:: Dataset entries

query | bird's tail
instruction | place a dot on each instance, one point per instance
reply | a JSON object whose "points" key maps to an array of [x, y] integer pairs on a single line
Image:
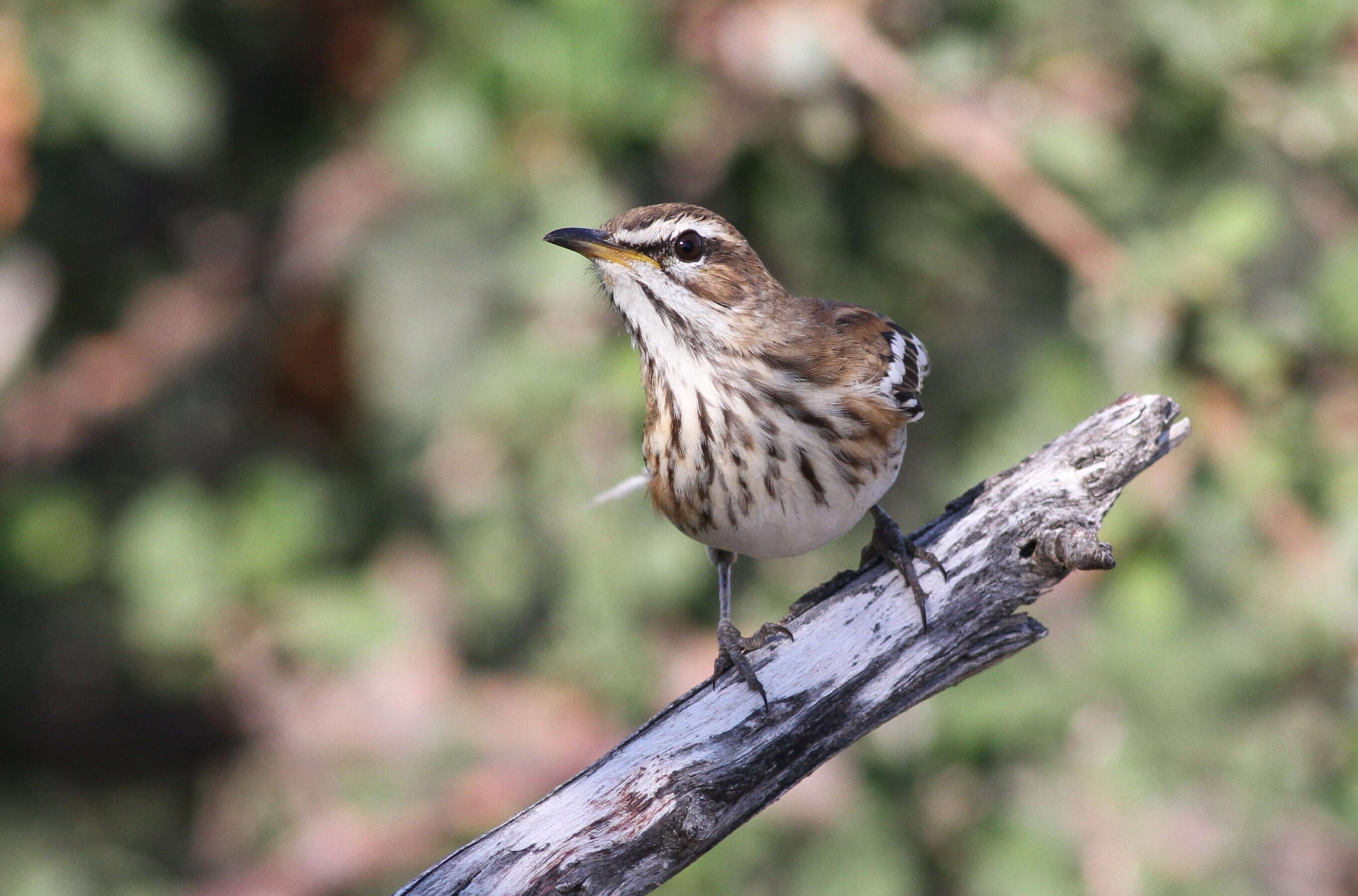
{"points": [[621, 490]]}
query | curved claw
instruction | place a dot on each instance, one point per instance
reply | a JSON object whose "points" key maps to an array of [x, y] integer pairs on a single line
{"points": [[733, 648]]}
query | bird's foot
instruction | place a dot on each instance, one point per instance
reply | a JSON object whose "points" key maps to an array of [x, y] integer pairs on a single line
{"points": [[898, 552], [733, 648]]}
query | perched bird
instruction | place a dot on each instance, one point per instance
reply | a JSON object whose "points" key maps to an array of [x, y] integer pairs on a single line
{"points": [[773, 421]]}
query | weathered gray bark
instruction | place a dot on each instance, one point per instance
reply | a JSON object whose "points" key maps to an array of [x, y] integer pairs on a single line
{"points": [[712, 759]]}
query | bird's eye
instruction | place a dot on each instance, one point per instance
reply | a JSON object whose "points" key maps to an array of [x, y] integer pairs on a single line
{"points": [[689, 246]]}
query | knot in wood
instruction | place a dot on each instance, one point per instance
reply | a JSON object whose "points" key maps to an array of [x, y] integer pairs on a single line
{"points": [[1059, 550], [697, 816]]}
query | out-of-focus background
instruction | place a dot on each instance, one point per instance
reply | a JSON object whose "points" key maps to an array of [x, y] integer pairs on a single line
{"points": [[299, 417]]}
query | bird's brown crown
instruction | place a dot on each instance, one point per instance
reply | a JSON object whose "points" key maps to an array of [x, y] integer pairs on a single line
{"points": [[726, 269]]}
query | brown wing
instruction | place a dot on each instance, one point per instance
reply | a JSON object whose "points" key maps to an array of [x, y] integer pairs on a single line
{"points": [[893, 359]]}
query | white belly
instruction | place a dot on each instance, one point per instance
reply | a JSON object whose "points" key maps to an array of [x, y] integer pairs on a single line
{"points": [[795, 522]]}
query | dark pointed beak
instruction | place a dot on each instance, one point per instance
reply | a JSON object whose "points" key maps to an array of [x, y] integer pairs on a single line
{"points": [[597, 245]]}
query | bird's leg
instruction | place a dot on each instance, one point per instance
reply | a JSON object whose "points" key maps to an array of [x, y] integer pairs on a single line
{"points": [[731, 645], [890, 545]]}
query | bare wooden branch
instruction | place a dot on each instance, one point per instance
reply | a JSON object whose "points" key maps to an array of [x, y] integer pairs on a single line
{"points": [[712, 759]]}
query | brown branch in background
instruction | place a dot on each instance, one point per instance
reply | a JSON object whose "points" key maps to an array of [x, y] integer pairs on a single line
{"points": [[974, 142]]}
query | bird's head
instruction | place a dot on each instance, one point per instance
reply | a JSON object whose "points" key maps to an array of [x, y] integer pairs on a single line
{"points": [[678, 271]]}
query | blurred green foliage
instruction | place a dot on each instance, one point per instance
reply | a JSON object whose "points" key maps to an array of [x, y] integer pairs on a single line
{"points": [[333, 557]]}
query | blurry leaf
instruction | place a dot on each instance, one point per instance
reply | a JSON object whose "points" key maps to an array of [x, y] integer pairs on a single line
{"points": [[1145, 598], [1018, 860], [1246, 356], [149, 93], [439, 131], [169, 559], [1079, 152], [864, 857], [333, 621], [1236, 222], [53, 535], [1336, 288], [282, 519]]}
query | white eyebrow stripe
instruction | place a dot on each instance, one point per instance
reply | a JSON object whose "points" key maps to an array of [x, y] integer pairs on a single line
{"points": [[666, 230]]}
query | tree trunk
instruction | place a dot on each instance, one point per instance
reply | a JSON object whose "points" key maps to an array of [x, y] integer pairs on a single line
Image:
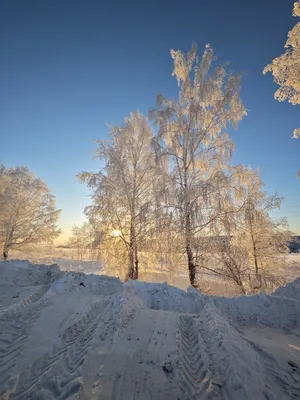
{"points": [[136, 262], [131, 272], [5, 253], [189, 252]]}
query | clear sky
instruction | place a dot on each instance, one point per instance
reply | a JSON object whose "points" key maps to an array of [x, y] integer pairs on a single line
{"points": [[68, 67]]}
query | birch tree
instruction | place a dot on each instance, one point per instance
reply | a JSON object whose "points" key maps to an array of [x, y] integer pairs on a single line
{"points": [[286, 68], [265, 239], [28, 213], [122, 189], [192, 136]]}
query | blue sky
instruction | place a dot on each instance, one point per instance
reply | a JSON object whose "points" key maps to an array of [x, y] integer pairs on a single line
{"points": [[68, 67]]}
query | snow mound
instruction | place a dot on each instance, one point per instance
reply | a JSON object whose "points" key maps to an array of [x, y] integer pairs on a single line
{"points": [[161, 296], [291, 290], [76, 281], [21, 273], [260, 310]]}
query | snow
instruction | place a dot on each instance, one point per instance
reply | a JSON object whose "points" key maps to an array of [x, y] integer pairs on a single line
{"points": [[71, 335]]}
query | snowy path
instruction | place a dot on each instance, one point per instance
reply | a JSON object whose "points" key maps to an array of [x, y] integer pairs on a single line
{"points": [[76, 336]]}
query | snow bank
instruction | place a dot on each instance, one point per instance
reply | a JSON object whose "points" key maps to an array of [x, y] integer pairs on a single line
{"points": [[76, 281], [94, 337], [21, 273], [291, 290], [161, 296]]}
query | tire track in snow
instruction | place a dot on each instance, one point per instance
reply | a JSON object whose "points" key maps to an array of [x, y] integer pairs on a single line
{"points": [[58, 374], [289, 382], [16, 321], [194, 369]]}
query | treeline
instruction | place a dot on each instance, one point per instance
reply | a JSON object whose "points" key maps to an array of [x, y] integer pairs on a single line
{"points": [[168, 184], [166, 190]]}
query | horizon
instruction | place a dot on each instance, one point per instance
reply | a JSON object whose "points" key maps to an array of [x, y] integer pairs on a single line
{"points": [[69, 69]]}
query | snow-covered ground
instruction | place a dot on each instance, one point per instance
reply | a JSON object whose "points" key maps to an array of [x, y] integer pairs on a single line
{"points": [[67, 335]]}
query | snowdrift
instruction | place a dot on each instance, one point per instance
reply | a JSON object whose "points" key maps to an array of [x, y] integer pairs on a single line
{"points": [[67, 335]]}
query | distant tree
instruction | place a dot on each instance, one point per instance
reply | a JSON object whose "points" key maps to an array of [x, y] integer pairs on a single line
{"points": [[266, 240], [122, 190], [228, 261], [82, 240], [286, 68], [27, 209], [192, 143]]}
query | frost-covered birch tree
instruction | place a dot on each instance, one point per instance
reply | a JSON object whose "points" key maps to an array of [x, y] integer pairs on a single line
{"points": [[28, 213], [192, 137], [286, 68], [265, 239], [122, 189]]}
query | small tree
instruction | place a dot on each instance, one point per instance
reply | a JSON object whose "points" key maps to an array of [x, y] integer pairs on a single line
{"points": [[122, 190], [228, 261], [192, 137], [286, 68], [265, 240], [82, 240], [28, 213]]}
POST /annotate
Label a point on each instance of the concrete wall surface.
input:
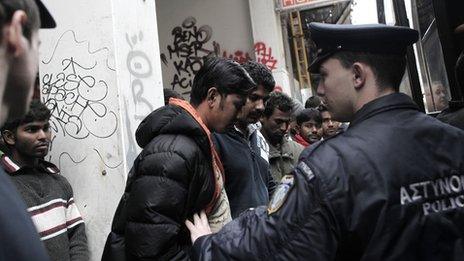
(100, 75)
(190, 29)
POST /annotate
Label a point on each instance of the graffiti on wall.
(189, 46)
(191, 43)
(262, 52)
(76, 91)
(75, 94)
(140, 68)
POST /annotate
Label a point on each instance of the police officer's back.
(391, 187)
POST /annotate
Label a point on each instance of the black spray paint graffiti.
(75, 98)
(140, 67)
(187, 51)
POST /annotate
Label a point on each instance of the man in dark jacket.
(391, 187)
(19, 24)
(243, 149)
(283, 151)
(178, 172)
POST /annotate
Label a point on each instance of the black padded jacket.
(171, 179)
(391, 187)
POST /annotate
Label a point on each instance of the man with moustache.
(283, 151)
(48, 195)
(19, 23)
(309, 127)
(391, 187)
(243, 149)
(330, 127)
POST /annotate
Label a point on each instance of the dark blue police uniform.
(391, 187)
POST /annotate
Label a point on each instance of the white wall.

::::
:: Dataset entries

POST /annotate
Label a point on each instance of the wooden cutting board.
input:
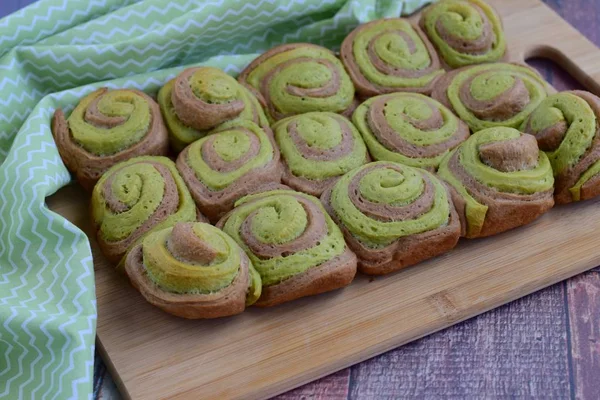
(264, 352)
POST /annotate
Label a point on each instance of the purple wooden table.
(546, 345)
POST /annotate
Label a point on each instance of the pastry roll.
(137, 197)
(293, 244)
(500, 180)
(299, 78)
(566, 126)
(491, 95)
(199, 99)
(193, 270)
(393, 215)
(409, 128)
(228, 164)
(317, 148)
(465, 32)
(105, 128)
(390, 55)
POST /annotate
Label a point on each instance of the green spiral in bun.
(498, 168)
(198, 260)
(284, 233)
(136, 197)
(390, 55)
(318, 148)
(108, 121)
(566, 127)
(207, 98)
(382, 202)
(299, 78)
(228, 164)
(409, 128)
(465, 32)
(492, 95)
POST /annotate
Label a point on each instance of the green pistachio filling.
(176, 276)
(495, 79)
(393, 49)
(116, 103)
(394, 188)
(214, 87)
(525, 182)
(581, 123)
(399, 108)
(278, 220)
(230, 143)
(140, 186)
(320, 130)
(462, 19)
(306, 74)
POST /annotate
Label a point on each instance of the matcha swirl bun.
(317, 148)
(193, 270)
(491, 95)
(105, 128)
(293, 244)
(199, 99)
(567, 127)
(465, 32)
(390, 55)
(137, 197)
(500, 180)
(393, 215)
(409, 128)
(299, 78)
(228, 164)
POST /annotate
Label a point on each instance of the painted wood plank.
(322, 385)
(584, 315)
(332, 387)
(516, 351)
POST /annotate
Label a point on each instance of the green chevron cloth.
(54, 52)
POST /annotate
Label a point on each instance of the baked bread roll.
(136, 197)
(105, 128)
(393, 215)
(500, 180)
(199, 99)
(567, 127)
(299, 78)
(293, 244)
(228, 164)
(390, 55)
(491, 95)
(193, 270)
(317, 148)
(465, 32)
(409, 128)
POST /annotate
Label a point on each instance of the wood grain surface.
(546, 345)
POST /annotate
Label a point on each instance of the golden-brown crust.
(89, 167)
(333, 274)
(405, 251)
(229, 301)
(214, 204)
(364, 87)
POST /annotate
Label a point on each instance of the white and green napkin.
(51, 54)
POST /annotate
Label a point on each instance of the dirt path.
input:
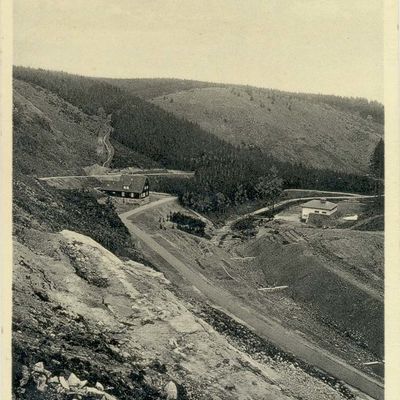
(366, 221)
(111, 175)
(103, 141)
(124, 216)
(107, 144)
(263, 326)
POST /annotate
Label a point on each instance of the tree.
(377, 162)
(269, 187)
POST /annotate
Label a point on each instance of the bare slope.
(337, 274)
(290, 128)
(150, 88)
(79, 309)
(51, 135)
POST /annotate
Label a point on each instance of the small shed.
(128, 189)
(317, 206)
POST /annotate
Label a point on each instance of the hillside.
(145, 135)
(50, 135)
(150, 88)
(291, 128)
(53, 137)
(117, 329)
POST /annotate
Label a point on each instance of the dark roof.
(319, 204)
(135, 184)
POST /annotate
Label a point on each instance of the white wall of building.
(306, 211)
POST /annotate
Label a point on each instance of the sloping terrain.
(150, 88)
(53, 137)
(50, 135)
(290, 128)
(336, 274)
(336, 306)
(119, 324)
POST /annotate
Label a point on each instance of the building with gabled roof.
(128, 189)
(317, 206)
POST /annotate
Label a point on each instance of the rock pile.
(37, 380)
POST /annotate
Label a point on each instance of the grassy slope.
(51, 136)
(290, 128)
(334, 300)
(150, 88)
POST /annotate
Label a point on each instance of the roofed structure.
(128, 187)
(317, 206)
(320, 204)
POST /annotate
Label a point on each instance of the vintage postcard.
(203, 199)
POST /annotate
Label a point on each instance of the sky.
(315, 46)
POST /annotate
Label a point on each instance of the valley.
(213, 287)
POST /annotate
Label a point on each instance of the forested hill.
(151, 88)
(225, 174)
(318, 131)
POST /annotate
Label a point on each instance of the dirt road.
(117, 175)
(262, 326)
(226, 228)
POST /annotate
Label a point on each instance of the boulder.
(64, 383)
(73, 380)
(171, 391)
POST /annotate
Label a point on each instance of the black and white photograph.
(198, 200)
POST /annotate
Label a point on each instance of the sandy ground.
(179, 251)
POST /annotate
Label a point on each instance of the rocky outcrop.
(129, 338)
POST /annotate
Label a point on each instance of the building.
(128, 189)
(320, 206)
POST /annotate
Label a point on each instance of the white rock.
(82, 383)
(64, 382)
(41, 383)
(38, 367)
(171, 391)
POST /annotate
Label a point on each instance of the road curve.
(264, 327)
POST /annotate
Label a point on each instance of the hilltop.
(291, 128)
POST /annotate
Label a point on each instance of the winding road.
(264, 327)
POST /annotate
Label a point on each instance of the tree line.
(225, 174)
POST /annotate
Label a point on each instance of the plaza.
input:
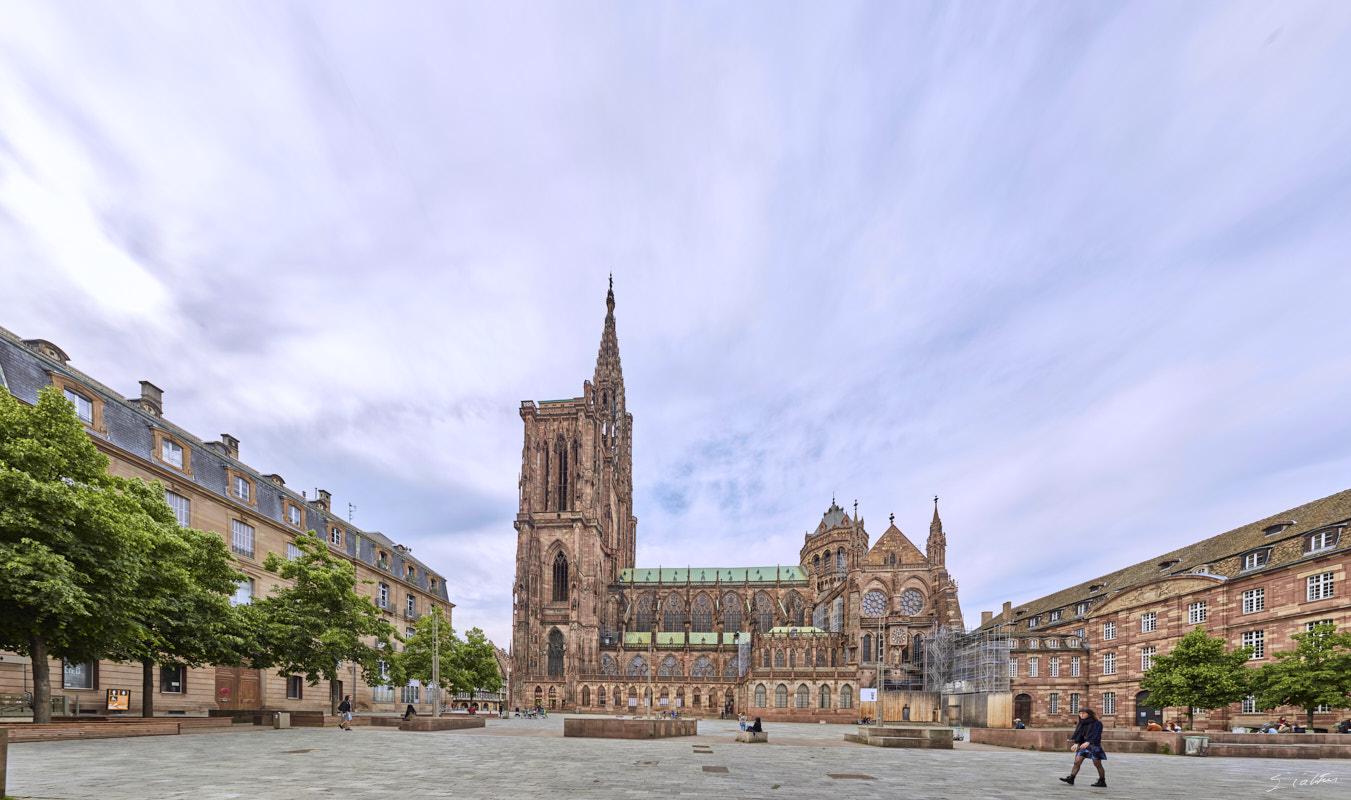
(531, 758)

::::
:: Dataset entries

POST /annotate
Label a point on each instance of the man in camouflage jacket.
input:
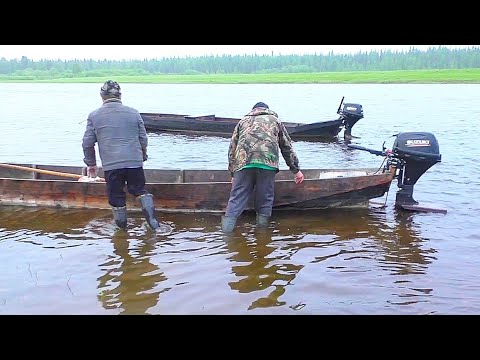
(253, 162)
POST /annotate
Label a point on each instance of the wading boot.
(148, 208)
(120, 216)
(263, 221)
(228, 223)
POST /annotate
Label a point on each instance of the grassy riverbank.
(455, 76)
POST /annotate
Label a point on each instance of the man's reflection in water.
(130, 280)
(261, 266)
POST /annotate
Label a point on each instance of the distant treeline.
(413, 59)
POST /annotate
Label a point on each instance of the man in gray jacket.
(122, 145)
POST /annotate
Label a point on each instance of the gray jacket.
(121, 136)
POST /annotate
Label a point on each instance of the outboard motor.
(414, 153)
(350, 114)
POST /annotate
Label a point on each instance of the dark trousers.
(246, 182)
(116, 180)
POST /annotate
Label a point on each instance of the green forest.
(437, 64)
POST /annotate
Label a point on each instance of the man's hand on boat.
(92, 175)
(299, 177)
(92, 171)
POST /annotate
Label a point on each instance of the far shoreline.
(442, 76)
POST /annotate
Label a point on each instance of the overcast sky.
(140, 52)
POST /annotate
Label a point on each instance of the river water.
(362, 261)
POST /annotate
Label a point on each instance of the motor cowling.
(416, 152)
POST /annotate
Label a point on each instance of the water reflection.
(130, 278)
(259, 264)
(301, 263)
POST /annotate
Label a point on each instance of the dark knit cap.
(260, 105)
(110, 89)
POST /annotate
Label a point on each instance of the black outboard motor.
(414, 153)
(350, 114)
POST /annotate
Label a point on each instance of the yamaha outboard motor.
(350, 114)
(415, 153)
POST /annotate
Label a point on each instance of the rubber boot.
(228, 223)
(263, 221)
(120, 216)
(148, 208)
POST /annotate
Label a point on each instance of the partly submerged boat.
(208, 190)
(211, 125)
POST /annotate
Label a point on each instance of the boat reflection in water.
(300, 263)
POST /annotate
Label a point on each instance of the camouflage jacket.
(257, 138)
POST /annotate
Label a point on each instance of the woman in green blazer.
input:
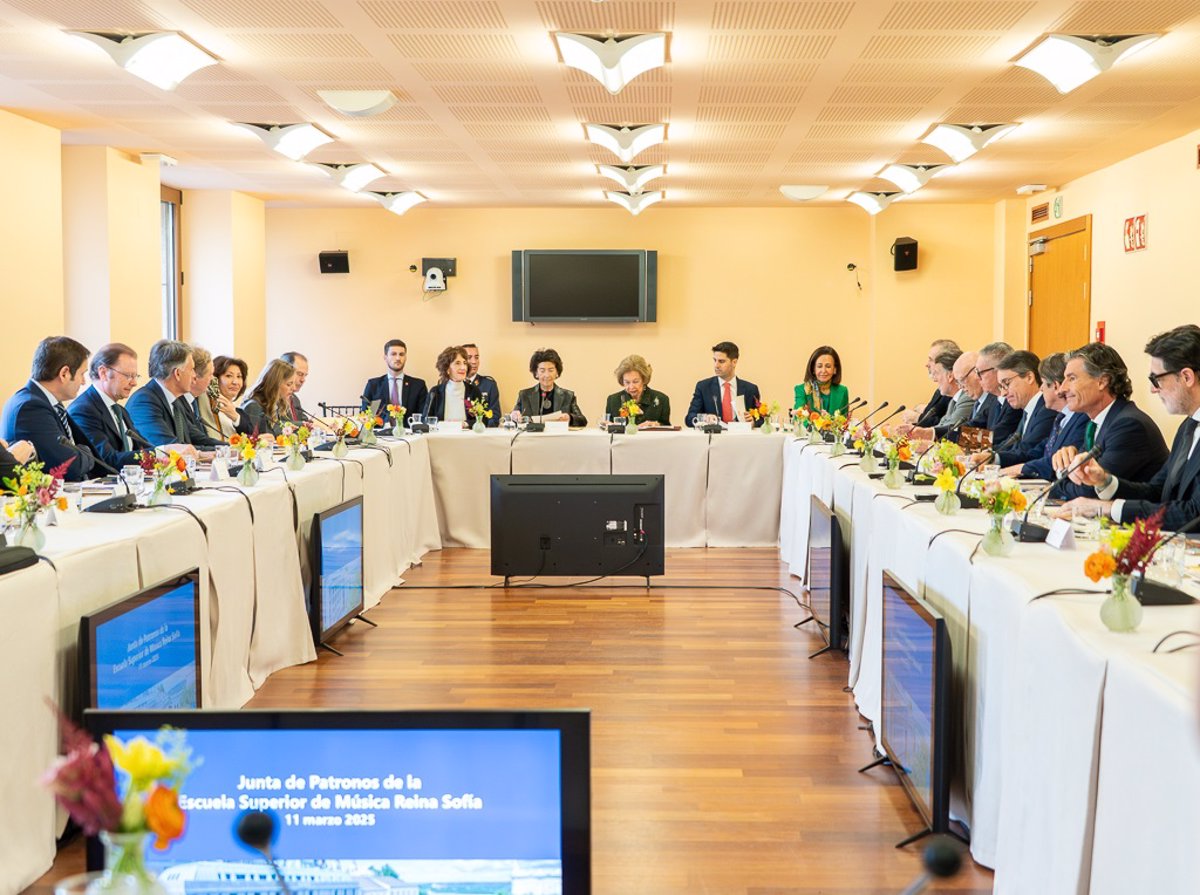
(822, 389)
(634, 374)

::::

- Task to complete: Locate each line in the data above that contains the string "boot" and copy it out. The match is case-sensitive.

- Task solution:
Label a point on each instance of the wading boot.
Label a point on each instance of the rubber boot.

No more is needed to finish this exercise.